Point labeling examples:
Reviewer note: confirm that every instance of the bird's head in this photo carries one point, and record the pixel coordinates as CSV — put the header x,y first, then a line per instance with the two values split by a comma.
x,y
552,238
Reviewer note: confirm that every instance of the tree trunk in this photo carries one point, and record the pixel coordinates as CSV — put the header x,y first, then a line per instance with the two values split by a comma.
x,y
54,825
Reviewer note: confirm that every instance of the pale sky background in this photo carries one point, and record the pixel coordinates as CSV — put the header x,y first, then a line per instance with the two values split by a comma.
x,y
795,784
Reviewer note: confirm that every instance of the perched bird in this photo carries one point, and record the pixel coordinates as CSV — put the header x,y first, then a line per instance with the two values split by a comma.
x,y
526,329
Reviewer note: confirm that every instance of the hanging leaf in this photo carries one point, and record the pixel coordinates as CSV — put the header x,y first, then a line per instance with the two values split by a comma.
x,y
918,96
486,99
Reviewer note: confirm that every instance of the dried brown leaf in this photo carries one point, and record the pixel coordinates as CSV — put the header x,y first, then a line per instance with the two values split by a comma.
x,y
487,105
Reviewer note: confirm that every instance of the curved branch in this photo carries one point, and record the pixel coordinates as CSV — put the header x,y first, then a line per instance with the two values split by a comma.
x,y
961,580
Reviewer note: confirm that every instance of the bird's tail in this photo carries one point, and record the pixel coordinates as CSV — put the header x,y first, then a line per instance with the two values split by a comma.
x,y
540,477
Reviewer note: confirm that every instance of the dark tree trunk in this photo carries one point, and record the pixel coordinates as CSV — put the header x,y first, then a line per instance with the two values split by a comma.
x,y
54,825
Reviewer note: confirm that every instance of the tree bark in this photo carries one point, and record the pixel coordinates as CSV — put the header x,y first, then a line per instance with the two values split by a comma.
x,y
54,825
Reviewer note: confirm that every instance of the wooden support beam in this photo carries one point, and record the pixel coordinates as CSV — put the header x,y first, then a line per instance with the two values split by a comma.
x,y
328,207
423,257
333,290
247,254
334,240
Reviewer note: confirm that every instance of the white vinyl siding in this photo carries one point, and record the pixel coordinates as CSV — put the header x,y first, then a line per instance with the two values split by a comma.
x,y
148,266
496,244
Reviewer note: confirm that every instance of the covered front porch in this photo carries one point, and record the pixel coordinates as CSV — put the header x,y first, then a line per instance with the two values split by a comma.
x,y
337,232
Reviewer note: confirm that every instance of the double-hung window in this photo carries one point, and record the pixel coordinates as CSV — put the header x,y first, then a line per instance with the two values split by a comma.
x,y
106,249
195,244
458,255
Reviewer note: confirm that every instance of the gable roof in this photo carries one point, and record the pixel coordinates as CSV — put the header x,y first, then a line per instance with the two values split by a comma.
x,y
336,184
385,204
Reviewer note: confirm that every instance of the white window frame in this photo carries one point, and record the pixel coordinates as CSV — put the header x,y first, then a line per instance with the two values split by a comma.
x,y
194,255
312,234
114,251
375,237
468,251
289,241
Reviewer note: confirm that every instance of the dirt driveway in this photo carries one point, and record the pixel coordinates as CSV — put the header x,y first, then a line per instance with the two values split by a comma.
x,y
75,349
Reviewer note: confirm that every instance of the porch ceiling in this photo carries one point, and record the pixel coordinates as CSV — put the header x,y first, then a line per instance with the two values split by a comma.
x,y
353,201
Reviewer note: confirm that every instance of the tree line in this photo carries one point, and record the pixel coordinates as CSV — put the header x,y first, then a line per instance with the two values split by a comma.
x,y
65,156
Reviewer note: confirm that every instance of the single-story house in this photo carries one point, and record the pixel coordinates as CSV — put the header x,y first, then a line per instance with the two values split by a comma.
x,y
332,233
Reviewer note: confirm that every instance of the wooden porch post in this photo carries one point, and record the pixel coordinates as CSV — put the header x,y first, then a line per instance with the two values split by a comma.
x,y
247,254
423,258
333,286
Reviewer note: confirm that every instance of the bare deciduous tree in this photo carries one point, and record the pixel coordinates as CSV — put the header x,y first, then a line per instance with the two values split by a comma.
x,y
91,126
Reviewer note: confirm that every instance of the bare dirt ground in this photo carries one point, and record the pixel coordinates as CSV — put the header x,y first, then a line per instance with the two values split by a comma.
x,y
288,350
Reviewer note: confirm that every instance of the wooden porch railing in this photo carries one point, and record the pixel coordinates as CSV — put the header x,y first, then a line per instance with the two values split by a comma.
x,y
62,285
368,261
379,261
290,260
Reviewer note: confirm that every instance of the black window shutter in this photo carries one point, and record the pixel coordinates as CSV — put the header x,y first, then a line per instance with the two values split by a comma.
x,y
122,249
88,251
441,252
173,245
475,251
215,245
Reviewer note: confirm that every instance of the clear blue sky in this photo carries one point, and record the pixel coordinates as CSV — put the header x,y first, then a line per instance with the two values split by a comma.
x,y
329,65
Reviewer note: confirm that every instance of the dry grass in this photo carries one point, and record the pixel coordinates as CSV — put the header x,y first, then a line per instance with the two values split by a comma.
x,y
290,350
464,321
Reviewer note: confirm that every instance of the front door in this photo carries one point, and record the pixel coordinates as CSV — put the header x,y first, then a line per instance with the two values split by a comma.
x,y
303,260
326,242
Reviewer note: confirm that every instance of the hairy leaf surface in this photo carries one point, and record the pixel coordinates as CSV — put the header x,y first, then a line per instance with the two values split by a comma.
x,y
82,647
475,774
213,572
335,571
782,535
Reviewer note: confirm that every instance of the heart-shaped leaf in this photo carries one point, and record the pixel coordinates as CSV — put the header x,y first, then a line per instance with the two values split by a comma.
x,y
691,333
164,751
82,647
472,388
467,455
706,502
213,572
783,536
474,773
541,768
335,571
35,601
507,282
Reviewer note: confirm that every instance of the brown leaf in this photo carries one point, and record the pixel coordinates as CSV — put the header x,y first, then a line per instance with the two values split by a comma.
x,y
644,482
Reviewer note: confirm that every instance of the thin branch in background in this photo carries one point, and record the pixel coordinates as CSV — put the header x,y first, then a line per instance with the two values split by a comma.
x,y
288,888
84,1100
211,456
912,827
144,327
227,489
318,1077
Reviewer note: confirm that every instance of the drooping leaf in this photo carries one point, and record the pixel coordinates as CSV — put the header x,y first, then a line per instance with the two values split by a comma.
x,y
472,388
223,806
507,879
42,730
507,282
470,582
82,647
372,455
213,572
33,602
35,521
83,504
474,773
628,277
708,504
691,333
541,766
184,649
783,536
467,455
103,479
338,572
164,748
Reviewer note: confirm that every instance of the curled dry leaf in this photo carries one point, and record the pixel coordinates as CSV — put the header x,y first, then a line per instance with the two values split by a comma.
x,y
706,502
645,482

Request:
Write out every item above again, line for line, keeping each word and punctuation mark unchanged.

Result for this task:
Reviewer note: confirm that every instance of the bird's head in this photo carries one point, and record the pixel coordinates as CSV — put the header x,y first, then a line per instance with the two values split by a comma.
x,y
552,238
Reviewer note: confirm that every instance of the tree trunk in this photo carries one point, and record the pixel coordinates as CSV — put the header x,y first, then a line per instance with the two values split by a comma.
x,y
54,825
Reviewer note: confirm that every instance of the pale sky background in this photo carries one point, and record the pixel coordinates as CSV — put the header x,y first, then a line per instance with the two values split by a comma.
x,y
795,784
Reviewer note: confirm that every instance of the perched bird in this photo carries one point, and record the pixel coordinates as CSV — put the header x,y first, then a line per instance with the two values split by a comma.
x,y
526,329
Reviewer note: confirm that every instance of the hanging leaf in this photo carries one point, and record the pixel coordinates as CSV — put the header x,y first, then a line per instance with the two values split by a comma.
x,y
918,96
486,99
Reviewer note: confirm that every instance of the dried brown leaf in this photo carries one point, and record the pixel coordinates as CSV — put the header x,y first, then a line per instance with the two values split by a comma.
x,y
487,105
Reviewer note: confirm that every instance of the curved branch in this photo carries one point, and record the pixel coordinates as CSV — put the header x,y first, then a line per instance with the two values split by a comma.
x,y
961,580
Reviewer note: confirm that every instance of the bird's tail in this photo carries one point, and record the pixel coordinates as CSV — put the header x,y first, then a line per instance with the two values split by a comma.
x,y
540,477
Reviewer note: confirm that every instance of the dark tree trunk in this photo carries one point, and record the pixel coordinates as CSV — put the header x,y first, then a line per instance with the two values split by a comma.
x,y
54,825
Reviewer note: confirm that every instance of the tree bark in this photo carries one point, and record the pixel coordinates as CSV — put the header x,y first, then a line per instance with the two values split by a comma.
x,y
54,825
Reviewer note: confirm that every instance of the wooden support beam in this photo carries one point, and record the pixel coordinates as CSV — put the header x,y first, then a line per instance with the two values split by a comma.
x,y
328,207
423,257
333,290
247,254
334,240
Reviewer note: confirm that every instance of the white vinyl siding in this photo carries one point, and record the pixel coordinates as CSV — put the header x,y first, then a line per instance with the two values split by a comma.
x,y
148,266
496,244
Reviewer note: confirm that every instance of the covered front porch in this photo carries one point, and record the pixel coordinates as CSV — put the header x,y first, then a line per instance with the two values split by a comma.
x,y
337,232
Reviewer note: confirm that every instance of the double-hung window in this photo carries one point, and record the pixel coordinates as CSV — put the header x,y first, then a line per instance with the two values split by a comma.
x,y
106,249
195,244
458,255
Reviewer note: confirm that every instance of the gable roof in this photo carries one point, and record the pixel coordinates as CSV — put the header x,y first, then a line per instance with the two values split by a comma.
x,y
336,184
385,204
Reviewer note: confirm that every instance of the white window frame in this photo carries one point, and record the pixel coordinates as CSV — put the header x,y first, then a line per instance with the two values split by a comma.
x,y
194,255
312,234
114,251
375,237
468,251
289,241
Reviewer note: confirm that every instance of the dirt driveway in this photo carries one point, and record the pixel coordinates as CSV — put the header x,y first, then a line per instance with the two values split by a comma.
x,y
75,349
Reviewer note: confirm that every instance of the porch ceiling in this photo carries one point, and record the pixel coordinates as CSV — put the header x,y first, then a line per instance with the two values split by a comma.
x,y
353,201
Reviewer note: confirm that every instance of the tree line in this photo carries one point, and record the pixel coordinates as CSV — put the header x,y first, then a line per instance with the two values split by a comma.
x,y
65,156
Reviewer note: confirm that every instance of the single-story house in this photo carries one point, and record the pixel coordinates as CSV — put the header x,y first, then a line per instance with the two values split by a comma.
x,y
332,233
Reviewer note: confirm that every instance of the wooden porch post in this photo carries one point, and record the pixel coordinates as CSV — put the header x,y first, then a line per instance with the two values split by a comma.
x,y
247,254
423,258
333,286
Reviewer note: confirm that every instance of the bare deciduous tree in this photo carries one point, and record the pixel coordinates as CSV — put the header x,y first, then a line per instance with the two values split by a comma.
x,y
91,126
Reviewer note: confirm that every instance of the bare dirt ground in this photo carries one point, and record the pixel coordinates as CSV — put the header x,y first, then a line per instance with the two values split by a comma.
x,y
288,350
Reviewer note: confirm that every instance of the wooden porch railing in this photo carries one point, and record the pixel coordinates as CSV — put the header x,y first, then a line per instance with the two values split by a comma.
x,y
62,285
368,261
379,261
290,260
Reviewer note: confirm that every instance of the black window shutter in this photo carries one point, and record the pixel coordinates as CSV — put the header x,y first, then a line per instance with the two values split by a comma.
x,y
122,249
88,251
441,252
173,245
475,251
215,245
Reviewer note: confirm that every instance of the clear blue sky in this photo carries one point, and record the pixel coordinates as CSV — put the header x,y first, then a line per instance with the two values split by a comma.
x,y
329,65
Reviewer note: confirm that every instance of the dry grass in this photo carries one point, and record the pixel coordinates as CSV — put the header x,y first, then a line per instance with the two values split by a comma.
x,y
290,350
464,321
Reviewer note: confirm that every instance of the front door in this photo carries one point, and record the pixel coordinates as CSV — put the header x,y first, then a line per instance with the two values split by a comma.
x,y
303,260
326,242
Reviewer note: confirm that every instance of the hairy leaf surface in this photo carries one point, and record the pixel coordinates as CSV — put the header x,y first, then a line per instance with the two values split by a comma.
x,y
82,647
475,774
213,572
335,571
782,535
Reviewer note: confirm that every instance of the heart-shaped leaf in this photo carries one point, and record the pixel coordinates as CSV — put the header x,y first, then a line per instance with the two values split by a comma.
x,y
691,333
164,751
82,647
472,388
467,455
706,502
213,572
783,536
474,773
541,768
335,571
35,601
507,282
Reviewer note: confirm that every instance of the brown leaf in this photo carries one point, and record the pixel coordinates as CSV — put the header x,y first, then a line per instance with the two values split by a comma.
x,y
644,482
Reviewer note: confirm that every instance of the thin branch in background in this photo carries one point, and record the pixel coordinates as CSV — put the header x,y first, then a line per instance with the two values split by a comma.
x,y
288,888
84,1100
211,456
912,827
144,327
227,489
318,1077
Reviewer note: confirm that every instance of the drooping leaf in this photo carries one point, and record the pixel coordinates as CSV — put the header x,y first, then a line per instance with the two values split by a comma.
x,y
472,388
223,806
507,879
42,730
507,282
470,582
82,647
372,455
213,572
33,602
35,521
83,504
474,773
628,277
708,504
691,333
541,766
184,649
783,536
467,455
103,479
338,572
164,748
Reviewer note: confirm that every instance of the curled dry leaf in this photo carries one point, and record the pixel coordinates as CSV — put the header x,y first, then a line per instance with the two values split by a comma.
x,y
706,502
645,482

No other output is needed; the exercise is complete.